• TASK DETAILS
Please set down each of the lines below once more, exactly, omitting all pictures.

:: DATASET EXTRACT

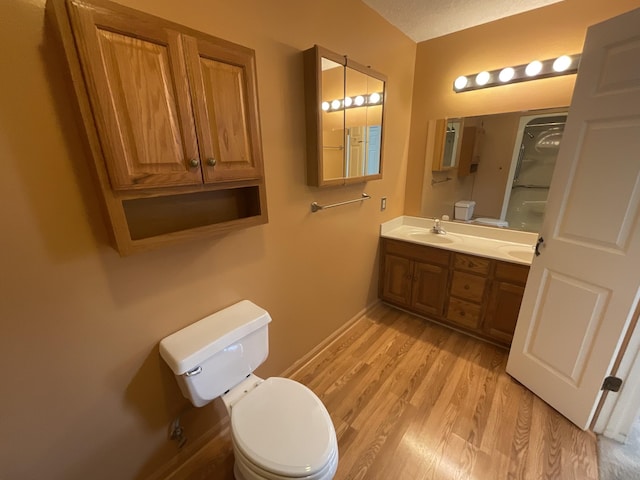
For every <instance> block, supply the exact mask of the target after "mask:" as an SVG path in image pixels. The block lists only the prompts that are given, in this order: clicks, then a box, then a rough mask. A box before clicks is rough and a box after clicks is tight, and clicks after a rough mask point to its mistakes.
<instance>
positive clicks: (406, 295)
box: [382, 254, 412, 307]
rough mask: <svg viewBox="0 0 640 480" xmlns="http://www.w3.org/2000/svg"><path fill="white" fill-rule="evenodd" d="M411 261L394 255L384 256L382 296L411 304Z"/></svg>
mask: <svg viewBox="0 0 640 480" xmlns="http://www.w3.org/2000/svg"><path fill="white" fill-rule="evenodd" d="M411 263H412V262H411V261H410V260H407V259H406V258H403V257H398V256H396V255H389V254H387V255H385V256H384V267H383V268H384V276H383V279H382V298H383V299H385V300H388V301H390V302H393V303H396V304H399V305H402V306H407V307H408V306H410V305H411V278H412V276H411Z"/></svg>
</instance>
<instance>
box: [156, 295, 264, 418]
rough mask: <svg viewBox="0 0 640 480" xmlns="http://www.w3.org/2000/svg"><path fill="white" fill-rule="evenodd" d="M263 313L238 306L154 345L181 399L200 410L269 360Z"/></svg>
mask: <svg viewBox="0 0 640 480" xmlns="http://www.w3.org/2000/svg"><path fill="white" fill-rule="evenodd" d="M270 321H271V317H270V316H269V313H267V311H266V310H264V309H262V308H260V307H259V306H257V305H255V304H254V303H252V302H250V301H249V300H243V301H241V302H238V303H236V304H235V305H232V306H230V307H228V308H225V309H224V310H220V311H219V312H216V313H213V314H212V315H209V316H208V317H205V318H203V319H202V320H199V321H197V322H195V323H192V324H191V325H189V326H187V327H185V328H183V329H182V330H179V331H177V332H176V333H173V334H171V335H169V336H168V337H166V338H164V339H162V340H161V341H160V355H161V356H162V358H163V359H164V361H165V362H167V364H168V365H169V367H170V368H171V370H173V373H174V374H175V375H176V380H177V381H178V385H179V386H180V390H181V391H182V394H183V395H184V396H185V397H186V398H188V399H189V400H190V401H191V403H193V404H194V405H195V406H196V407H202V406H203V405H206V404H207V403H209V402H210V401H211V400H213V399H214V398H216V397H219V396H220V395H222V394H223V393H224V392H226V391H227V390H229V389H231V388H232V387H234V386H235V385H237V384H238V383H240V382H241V381H242V380H244V379H245V378H246V377H247V375H249V374H250V373H252V372H253V371H254V370H255V369H256V368H257V367H258V366H259V365H260V364H262V362H264V361H265V359H266V358H267V355H268V354H269V336H268V324H269V322H270Z"/></svg>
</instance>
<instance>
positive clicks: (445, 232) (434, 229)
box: [431, 218, 447, 235]
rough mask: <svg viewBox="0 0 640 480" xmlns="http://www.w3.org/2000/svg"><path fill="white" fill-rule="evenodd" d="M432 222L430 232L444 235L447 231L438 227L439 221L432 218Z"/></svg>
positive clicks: (439, 221)
mask: <svg viewBox="0 0 640 480" xmlns="http://www.w3.org/2000/svg"><path fill="white" fill-rule="evenodd" d="M433 220H434V222H433V228H432V229H431V232H432V233H437V234H439V235H446V234H447V231H446V230H445V229H444V228H442V227H441V226H440V219H438V218H434V219H433Z"/></svg>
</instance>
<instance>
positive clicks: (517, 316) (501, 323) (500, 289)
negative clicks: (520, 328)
mask: <svg viewBox="0 0 640 480" xmlns="http://www.w3.org/2000/svg"><path fill="white" fill-rule="evenodd" d="M523 294H524V286H521V285H514V284H512V283H507V282H500V281H494V283H493V286H492V288H491V295H490V298H489V307H488V310H487V315H486V316H485V320H484V326H483V329H484V331H485V332H486V333H487V335H490V336H491V337H492V338H495V339H496V340H499V341H501V342H504V343H506V344H511V339H512V338H513V332H514V330H515V328H516V322H517V321H518V314H519V313H520V304H521V303H522V296H523Z"/></svg>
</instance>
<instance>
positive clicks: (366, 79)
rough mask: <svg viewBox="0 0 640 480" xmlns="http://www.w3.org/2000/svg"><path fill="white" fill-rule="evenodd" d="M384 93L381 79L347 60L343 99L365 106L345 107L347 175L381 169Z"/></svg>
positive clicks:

::::

• WRITTEN REPLY
For every <instance> block, supply the exact mask of the target after "mask:" as an SVG path in image pixels. The block lists only the prompts that are given, in this order: clicks, then a box, then a rough mask. A box before clicks is rough and a box after clicks is tight, and clicks after a rough mask point to its mistakes.
<instance>
positive clicks: (406, 295)
box: [382, 254, 412, 307]
rough mask: <svg viewBox="0 0 640 480" xmlns="http://www.w3.org/2000/svg"><path fill="white" fill-rule="evenodd" d="M411 261L394 255L384 256L382 296L411 304Z"/></svg>
mask: <svg viewBox="0 0 640 480" xmlns="http://www.w3.org/2000/svg"><path fill="white" fill-rule="evenodd" d="M411 263H412V262H411V261H410V260H407V259H406V258H403V257H398V256H396V255H389V254H387V255H385V256H384V267H383V268H384V276H383V279H382V298H383V299H385V300H388V301H390V302H393V303H396V304H399V305H402V306H407V307H408V306H410V305H411V278H412V276H411Z"/></svg>
</instance>
<instance>
box: [156, 295, 264, 418]
rough mask: <svg viewBox="0 0 640 480" xmlns="http://www.w3.org/2000/svg"><path fill="white" fill-rule="evenodd" d="M263 313L238 306L154 345L181 399L200 410L269 360Z"/></svg>
mask: <svg viewBox="0 0 640 480" xmlns="http://www.w3.org/2000/svg"><path fill="white" fill-rule="evenodd" d="M270 321H271V317H270V316H269V313H267V311H266V310H264V309H262V308H260V307H259V306H257V305H255V304H254V303H252V302H250V301H249V300H243V301H241V302H238V303H236V304H235V305H232V306H230V307H228V308H225V309H224V310H220V311H219V312H216V313H213V314H212V315H209V316H208V317H205V318H203V319H202V320H199V321H197V322H195V323H192V324H191V325H189V326H187V327H185V328H183V329H182V330H179V331H177V332H176V333H173V334H171V335H169V336H168V337H166V338H164V339H162V340H161V341H160V355H161V356H162V358H163V359H164V361H165V362H167V364H168V365H169V367H170V368H171V370H173V373H174V374H175V375H176V380H177V381H178V385H179V386H180V390H181V391H182V394H183V395H184V396H185V397H186V398H188V399H189V400H190V401H191V403H193V404H194V405H195V406H196V407H202V406H203V405H206V404H207V403H209V402H210V401H211V400H213V399H214V398H216V397H219V396H220V395H222V394H223V393H224V392H226V391H227V390H229V389H231V388H232V387H234V386H235V385H237V384H238V383H240V382H241V381H242V380H244V379H245V378H246V377H247V375H249V374H250V373H252V372H253V371H254V370H255V369H256V368H257V367H258V366H259V365H260V364H262V362H264V361H265V359H266V358H267V355H268V354H269V336H268V324H269V322H270Z"/></svg>
</instance>
<instance>
positive clicks: (445, 232) (434, 229)
box: [431, 218, 447, 235]
rough mask: <svg viewBox="0 0 640 480" xmlns="http://www.w3.org/2000/svg"><path fill="white" fill-rule="evenodd" d="M432 222L430 232L444 235L447 231L438 227L439 221L432 218Z"/></svg>
positive clicks: (439, 221)
mask: <svg viewBox="0 0 640 480" xmlns="http://www.w3.org/2000/svg"><path fill="white" fill-rule="evenodd" d="M433 220H434V222H433V228H432V229H431V232H432V233H437V234H439V235H446V234H447V231H446V230H445V229H444V228H442V227H441V226H440V219H438V218H434V219H433Z"/></svg>
</instance>
<instance>
positive clicks: (517, 316) (501, 323) (500, 289)
negative clicks: (520, 328)
mask: <svg viewBox="0 0 640 480" xmlns="http://www.w3.org/2000/svg"><path fill="white" fill-rule="evenodd" d="M523 294H524V286H521V285H514V284H512V283H507V282H500V281H494V283H493V286H492V288H491V295H490V298H489V307H488V310H487V315H486V316H485V320H484V326H483V329H484V331H485V332H486V333H487V335H490V336H491V337H492V338H495V339H496V340H499V341H501V342H504V343H506V344H511V339H512V338H513V332H514V330H515V328H516V322H517V321H518V314H519V313H520V304H521V303H522V296H523Z"/></svg>
</instance>
<instance>
positive clicks: (366, 79)
rough mask: <svg viewBox="0 0 640 480" xmlns="http://www.w3.org/2000/svg"><path fill="white" fill-rule="evenodd" d="M384 93L381 79L347 60L343 99L365 106L345 107L347 175L381 169Z"/></svg>
positive clicks:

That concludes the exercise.